[start]

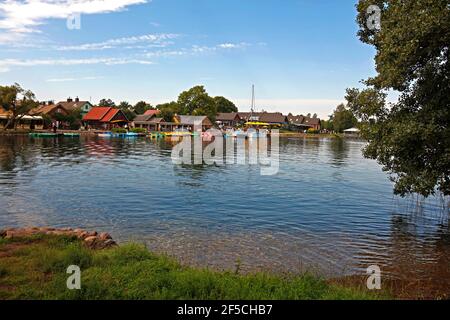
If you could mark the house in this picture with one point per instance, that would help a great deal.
(355, 132)
(303, 123)
(192, 122)
(53, 113)
(72, 105)
(271, 118)
(230, 119)
(27, 122)
(105, 118)
(148, 121)
(50, 110)
(152, 113)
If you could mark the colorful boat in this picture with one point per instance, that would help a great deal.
(43, 135)
(104, 134)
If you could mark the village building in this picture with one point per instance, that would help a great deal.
(230, 119)
(51, 113)
(152, 113)
(71, 105)
(149, 121)
(303, 123)
(26, 122)
(105, 118)
(271, 118)
(191, 123)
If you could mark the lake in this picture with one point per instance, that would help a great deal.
(327, 209)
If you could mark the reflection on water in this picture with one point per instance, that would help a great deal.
(327, 208)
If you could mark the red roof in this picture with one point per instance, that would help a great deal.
(152, 112)
(96, 113)
(103, 114)
(110, 115)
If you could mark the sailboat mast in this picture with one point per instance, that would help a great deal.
(253, 99)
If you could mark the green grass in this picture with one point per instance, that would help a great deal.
(35, 268)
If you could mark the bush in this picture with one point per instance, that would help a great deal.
(119, 130)
(139, 130)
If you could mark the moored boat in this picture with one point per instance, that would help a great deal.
(43, 134)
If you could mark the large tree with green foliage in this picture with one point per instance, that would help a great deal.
(224, 105)
(141, 107)
(17, 101)
(342, 119)
(127, 110)
(196, 101)
(411, 137)
(168, 110)
(106, 103)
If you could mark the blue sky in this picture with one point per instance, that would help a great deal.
(301, 55)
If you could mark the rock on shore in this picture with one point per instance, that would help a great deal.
(92, 240)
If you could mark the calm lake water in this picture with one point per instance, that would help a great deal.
(327, 209)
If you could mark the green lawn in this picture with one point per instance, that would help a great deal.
(35, 268)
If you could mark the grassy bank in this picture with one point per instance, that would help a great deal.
(35, 268)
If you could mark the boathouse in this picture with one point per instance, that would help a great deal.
(105, 118)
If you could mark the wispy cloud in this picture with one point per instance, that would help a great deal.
(197, 50)
(159, 40)
(73, 79)
(6, 64)
(19, 17)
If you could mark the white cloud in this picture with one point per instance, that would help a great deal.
(160, 40)
(233, 45)
(72, 79)
(197, 50)
(7, 63)
(323, 107)
(20, 16)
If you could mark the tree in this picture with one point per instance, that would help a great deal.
(168, 110)
(224, 105)
(343, 119)
(126, 109)
(17, 101)
(410, 137)
(141, 107)
(196, 101)
(106, 103)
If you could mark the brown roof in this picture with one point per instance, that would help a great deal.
(71, 105)
(273, 118)
(103, 114)
(269, 117)
(230, 116)
(312, 121)
(304, 121)
(193, 120)
(45, 109)
(152, 121)
(143, 117)
(152, 112)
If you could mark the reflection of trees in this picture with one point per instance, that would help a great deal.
(420, 251)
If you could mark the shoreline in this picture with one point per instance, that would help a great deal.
(93, 133)
(102, 243)
(34, 261)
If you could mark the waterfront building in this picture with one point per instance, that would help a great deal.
(105, 118)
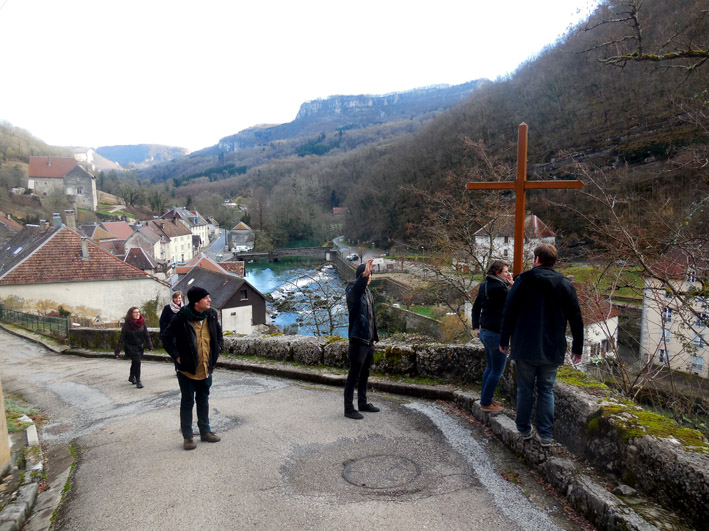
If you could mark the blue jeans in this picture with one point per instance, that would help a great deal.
(496, 362)
(194, 390)
(540, 378)
(361, 356)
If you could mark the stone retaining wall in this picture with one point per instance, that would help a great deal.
(667, 463)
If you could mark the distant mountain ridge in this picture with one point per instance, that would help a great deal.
(350, 112)
(141, 155)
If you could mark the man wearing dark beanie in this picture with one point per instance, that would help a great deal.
(194, 339)
(363, 336)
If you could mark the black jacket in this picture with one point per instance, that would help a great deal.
(133, 341)
(363, 324)
(180, 341)
(488, 305)
(538, 307)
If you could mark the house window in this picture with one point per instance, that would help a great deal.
(667, 314)
(696, 364)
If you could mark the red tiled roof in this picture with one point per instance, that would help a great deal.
(594, 307)
(200, 260)
(56, 167)
(120, 229)
(58, 258)
(234, 267)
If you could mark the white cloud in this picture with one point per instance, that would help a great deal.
(90, 73)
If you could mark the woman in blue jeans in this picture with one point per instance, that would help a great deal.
(487, 315)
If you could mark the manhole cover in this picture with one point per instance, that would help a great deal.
(381, 471)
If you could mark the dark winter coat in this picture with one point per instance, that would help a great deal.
(180, 341)
(488, 305)
(360, 304)
(538, 307)
(133, 341)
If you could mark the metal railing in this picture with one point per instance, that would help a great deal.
(48, 326)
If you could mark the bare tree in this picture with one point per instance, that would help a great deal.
(630, 38)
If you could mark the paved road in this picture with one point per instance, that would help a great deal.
(288, 458)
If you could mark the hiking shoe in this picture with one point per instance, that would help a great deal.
(526, 436)
(210, 437)
(543, 441)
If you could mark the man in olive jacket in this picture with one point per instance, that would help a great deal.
(363, 336)
(538, 307)
(194, 339)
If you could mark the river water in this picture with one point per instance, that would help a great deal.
(308, 296)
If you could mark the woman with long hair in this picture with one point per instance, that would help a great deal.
(487, 317)
(134, 337)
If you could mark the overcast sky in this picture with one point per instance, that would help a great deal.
(98, 72)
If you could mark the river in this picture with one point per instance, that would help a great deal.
(296, 286)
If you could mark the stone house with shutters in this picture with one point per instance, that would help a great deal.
(674, 330)
(47, 175)
(242, 308)
(42, 268)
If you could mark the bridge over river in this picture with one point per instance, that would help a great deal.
(325, 253)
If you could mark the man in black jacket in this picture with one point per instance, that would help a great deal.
(538, 307)
(363, 336)
(194, 339)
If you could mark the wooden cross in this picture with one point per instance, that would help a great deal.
(520, 186)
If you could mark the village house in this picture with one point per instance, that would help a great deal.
(496, 240)
(175, 240)
(48, 175)
(673, 330)
(600, 326)
(197, 225)
(241, 237)
(45, 267)
(242, 307)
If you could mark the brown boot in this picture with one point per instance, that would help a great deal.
(210, 437)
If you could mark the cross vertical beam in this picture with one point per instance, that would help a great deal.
(520, 186)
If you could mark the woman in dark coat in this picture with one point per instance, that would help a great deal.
(487, 315)
(134, 336)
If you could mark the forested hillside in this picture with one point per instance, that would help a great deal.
(642, 117)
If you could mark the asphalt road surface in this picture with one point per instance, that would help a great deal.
(288, 458)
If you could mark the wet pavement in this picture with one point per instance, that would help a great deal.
(288, 458)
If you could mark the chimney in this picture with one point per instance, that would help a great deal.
(84, 248)
(70, 217)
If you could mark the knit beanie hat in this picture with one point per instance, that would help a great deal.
(196, 294)
(360, 270)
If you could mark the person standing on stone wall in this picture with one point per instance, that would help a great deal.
(194, 340)
(362, 334)
(487, 314)
(134, 337)
(538, 308)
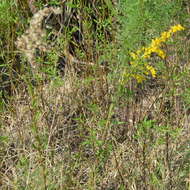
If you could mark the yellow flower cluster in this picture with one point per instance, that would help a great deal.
(154, 47)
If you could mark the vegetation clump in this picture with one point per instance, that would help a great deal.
(108, 107)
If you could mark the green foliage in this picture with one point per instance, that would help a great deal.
(94, 126)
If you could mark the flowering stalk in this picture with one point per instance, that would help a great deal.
(145, 52)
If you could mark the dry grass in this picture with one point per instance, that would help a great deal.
(85, 130)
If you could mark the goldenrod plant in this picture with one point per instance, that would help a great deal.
(94, 95)
(139, 63)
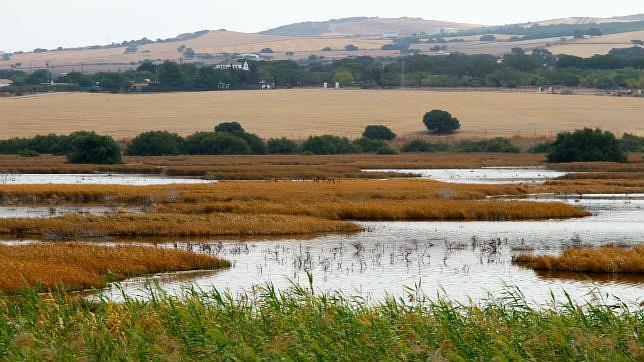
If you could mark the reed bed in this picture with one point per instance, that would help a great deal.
(157, 224)
(453, 210)
(609, 259)
(297, 325)
(82, 266)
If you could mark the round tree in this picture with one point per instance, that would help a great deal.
(156, 143)
(88, 147)
(440, 122)
(586, 145)
(378, 132)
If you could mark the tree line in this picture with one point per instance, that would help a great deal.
(622, 68)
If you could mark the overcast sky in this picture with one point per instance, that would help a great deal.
(28, 24)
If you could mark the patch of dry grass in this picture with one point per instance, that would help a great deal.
(83, 266)
(166, 224)
(607, 259)
(298, 113)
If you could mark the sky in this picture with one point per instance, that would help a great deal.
(29, 24)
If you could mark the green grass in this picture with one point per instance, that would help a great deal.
(297, 325)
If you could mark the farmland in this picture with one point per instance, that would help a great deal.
(299, 113)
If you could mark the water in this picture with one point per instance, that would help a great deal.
(44, 211)
(97, 179)
(461, 260)
(499, 175)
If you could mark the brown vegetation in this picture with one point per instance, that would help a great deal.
(82, 266)
(609, 259)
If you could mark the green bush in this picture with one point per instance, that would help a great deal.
(329, 145)
(216, 143)
(281, 146)
(497, 145)
(586, 145)
(440, 122)
(632, 143)
(156, 143)
(377, 132)
(369, 145)
(88, 147)
(423, 146)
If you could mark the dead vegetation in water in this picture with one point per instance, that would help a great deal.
(83, 266)
(71, 227)
(608, 259)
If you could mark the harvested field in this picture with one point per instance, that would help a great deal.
(299, 113)
(608, 259)
(82, 266)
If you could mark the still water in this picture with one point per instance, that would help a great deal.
(460, 260)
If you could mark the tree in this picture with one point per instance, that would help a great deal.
(586, 145)
(230, 127)
(88, 147)
(377, 132)
(281, 146)
(212, 143)
(441, 122)
(156, 143)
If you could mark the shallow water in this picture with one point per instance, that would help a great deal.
(458, 259)
(500, 175)
(97, 179)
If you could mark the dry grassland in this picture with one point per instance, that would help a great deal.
(597, 45)
(299, 113)
(594, 260)
(82, 266)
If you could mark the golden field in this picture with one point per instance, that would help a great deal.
(608, 259)
(299, 113)
(82, 266)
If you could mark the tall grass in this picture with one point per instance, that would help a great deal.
(607, 259)
(82, 266)
(297, 325)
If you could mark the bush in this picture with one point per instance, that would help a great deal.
(281, 146)
(423, 146)
(377, 132)
(216, 143)
(441, 122)
(386, 150)
(329, 145)
(497, 145)
(586, 145)
(369, 145)
(632, 143)
(156, 143)
(88, 147)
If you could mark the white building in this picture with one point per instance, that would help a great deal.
(227, 65)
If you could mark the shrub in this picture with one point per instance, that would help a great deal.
(497, 145)
(88, 147)
(586, 145)
(230, 127)
(156, 143)
(329, 145)
(216, 143)
(281, 146)
(369, 145)
(440, 122)
(632, 143)
(423, 146)
(377, 132)
(386, 150)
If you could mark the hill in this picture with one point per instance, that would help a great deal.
(368, 26)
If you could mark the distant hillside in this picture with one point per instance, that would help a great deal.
(367, 26)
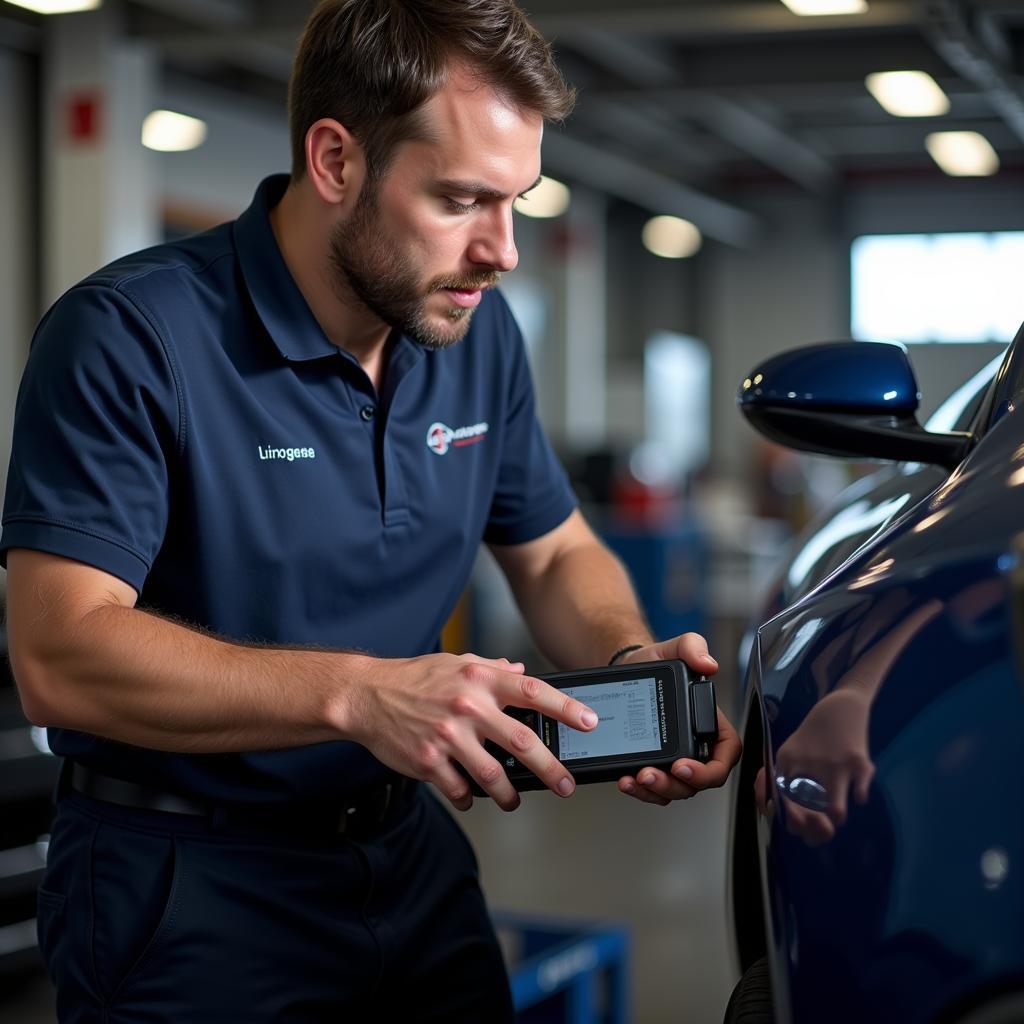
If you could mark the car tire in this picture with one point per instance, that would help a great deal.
(751, 1000)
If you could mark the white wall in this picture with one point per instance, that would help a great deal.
(246, 141)
(17, 311)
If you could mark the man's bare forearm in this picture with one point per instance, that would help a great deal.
(133, 677)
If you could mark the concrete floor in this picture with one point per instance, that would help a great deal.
(602, 856)
(599, 856)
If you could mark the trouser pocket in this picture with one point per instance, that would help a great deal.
(135, 889)
(49, 922)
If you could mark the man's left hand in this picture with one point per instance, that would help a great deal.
(686, 776)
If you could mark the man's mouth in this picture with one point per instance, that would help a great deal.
(466, 298)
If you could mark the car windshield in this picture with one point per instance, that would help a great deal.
(962, 407)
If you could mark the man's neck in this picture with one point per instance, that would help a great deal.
(303, 238)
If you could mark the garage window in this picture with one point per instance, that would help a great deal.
(963, 287)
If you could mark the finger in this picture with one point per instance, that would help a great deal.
(662, 784)
(492, 778)
(527, 748)
(812, 826)
(724, 758)
(690, 647)
(628, 784)
(862, 781)
(499, 663)
(528, 691)
(454, 786)
(838, 788)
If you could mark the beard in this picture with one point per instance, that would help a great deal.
(370, 266)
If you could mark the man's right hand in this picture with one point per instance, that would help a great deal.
(423, 716)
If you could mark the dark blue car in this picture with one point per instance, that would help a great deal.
(878, 830)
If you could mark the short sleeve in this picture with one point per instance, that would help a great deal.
(532, 495)
(96, 426)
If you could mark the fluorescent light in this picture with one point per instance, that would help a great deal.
(907, 93)
(811, 8)
(672, 238)
(170, 132)
(548, 199)
(56, 6)
(963, 153)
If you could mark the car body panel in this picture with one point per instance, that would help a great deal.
(888, 674)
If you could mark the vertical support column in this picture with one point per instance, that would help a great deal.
(101, 196)
(586, 327)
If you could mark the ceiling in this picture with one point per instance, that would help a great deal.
(685, 102)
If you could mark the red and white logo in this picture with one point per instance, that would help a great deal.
(441, 437)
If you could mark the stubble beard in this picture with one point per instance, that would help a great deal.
(368, 265)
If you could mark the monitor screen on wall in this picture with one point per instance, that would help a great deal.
(963, 287)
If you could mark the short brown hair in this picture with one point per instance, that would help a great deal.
(372, 64)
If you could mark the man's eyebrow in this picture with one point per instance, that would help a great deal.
(477, 188)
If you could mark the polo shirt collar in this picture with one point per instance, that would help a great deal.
(281, 305)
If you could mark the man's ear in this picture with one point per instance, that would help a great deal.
(335, 162)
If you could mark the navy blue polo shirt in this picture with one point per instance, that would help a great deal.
(184, 424)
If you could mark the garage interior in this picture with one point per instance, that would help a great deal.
(751, 123)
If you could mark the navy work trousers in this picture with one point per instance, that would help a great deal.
(150, 916)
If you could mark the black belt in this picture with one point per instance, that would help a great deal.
(361, 813)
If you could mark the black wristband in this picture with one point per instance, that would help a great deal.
(625, 650)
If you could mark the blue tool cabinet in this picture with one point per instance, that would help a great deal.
(565, 971)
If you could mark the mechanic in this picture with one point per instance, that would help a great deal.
(251, 471)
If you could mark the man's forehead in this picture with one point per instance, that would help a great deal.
(473, 134)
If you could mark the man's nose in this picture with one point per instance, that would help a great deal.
(495, 246)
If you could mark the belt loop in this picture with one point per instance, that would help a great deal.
(62, 786)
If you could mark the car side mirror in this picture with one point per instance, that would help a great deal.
(851, 398)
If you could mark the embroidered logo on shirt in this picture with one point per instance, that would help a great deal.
(441, 437)
(291, 455)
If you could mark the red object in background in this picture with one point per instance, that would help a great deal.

[end]

■ Short problem: Could you give the lines from the line with "If you could mark the blue tool" through the end of the rows as a Markdown table with columns "No." and "Text", leaving out blank lines?

■ Complete response:
| No. | Text |
|---|---|
| 1 | If you could mark the blue tool cabinet in this picture with one point per instance, that would help a great deal. |
| 2 | (565, 971) |
| 3 | If you could mark the mechanic in this picture with one point per instance, that would help a great deal. |
| 4 | (251, 471) |
| 5 | If you could mark the man's forehead in this picture with one point per instance, that would help a great deal. |
| 6 | (473, 134) |
| 7 | If you could mark the man's nose in this picture with one point per instance, that would help a great deal. |
| 8 | (495, 246) |
| 9 | If you could mark the belt loop in this picture with one point per instance, that would help a great deal. |
| 10 | (62, 786) |
| 11 | If you could mark the car side mirror in this picture with one point per instance, that would help a great deal. |
| 12 | (851, 398) |
| 13 | If you could mark the embroidered logo on shirt in this picture with one point per instance, that would help a great deal. |
| 14 | (441, 437) |
| 15 | (291, 455) |
| 16 | If you could mark the red object in background in this picture with one point per instance, that would help a great deal. |